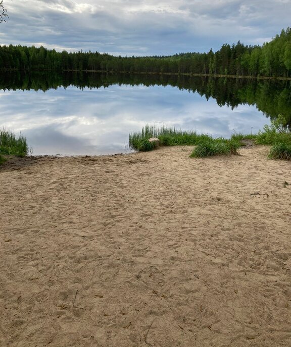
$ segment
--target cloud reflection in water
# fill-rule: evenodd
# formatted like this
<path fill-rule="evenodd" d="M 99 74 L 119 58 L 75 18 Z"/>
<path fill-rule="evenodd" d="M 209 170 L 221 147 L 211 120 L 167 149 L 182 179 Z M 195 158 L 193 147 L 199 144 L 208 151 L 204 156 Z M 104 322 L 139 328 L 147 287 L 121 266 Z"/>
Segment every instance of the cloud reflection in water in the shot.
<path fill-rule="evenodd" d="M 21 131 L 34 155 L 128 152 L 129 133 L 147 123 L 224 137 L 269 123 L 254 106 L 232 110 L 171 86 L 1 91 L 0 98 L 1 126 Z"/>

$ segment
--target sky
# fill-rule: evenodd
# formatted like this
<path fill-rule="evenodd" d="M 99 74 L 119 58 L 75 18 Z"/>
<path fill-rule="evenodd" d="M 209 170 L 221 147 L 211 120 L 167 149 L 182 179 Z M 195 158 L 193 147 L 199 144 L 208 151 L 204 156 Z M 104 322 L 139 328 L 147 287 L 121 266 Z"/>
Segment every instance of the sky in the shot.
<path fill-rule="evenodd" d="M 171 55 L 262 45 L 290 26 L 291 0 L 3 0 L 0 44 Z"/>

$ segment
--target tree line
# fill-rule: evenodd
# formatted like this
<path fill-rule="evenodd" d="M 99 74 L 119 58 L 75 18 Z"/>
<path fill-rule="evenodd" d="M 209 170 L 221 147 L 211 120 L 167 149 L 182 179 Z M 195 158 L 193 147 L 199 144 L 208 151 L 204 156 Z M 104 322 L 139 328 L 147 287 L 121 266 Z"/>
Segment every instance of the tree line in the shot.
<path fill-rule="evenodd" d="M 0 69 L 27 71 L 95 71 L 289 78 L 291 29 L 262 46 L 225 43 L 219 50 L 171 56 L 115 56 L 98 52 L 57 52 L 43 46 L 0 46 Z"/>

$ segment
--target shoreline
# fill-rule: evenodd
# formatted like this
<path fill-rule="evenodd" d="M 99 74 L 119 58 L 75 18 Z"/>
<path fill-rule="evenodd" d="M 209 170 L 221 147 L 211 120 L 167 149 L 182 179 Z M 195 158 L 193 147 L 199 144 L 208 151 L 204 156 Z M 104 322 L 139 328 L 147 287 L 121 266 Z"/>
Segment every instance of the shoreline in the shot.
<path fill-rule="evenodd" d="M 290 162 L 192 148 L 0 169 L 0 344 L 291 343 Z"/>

◆ ◆ ◆ ◆ ◆

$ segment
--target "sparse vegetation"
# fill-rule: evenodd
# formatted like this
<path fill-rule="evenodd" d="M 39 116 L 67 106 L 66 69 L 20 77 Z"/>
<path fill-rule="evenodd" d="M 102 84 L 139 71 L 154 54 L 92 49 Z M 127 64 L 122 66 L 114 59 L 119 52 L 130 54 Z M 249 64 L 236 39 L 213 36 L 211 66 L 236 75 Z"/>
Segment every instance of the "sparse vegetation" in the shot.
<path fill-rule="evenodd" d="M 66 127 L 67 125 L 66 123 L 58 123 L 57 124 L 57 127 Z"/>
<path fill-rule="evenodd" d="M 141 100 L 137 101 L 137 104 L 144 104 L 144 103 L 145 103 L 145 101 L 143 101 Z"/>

◆ ◆ ◆ ◆ ◆

* Exercise goal
Find each line of the rows above that contains the word "sparse" and copy those lines.

* Answer below
--target "sparse vegetation"
Segment every instance of the "sparse vegetation" in the shot.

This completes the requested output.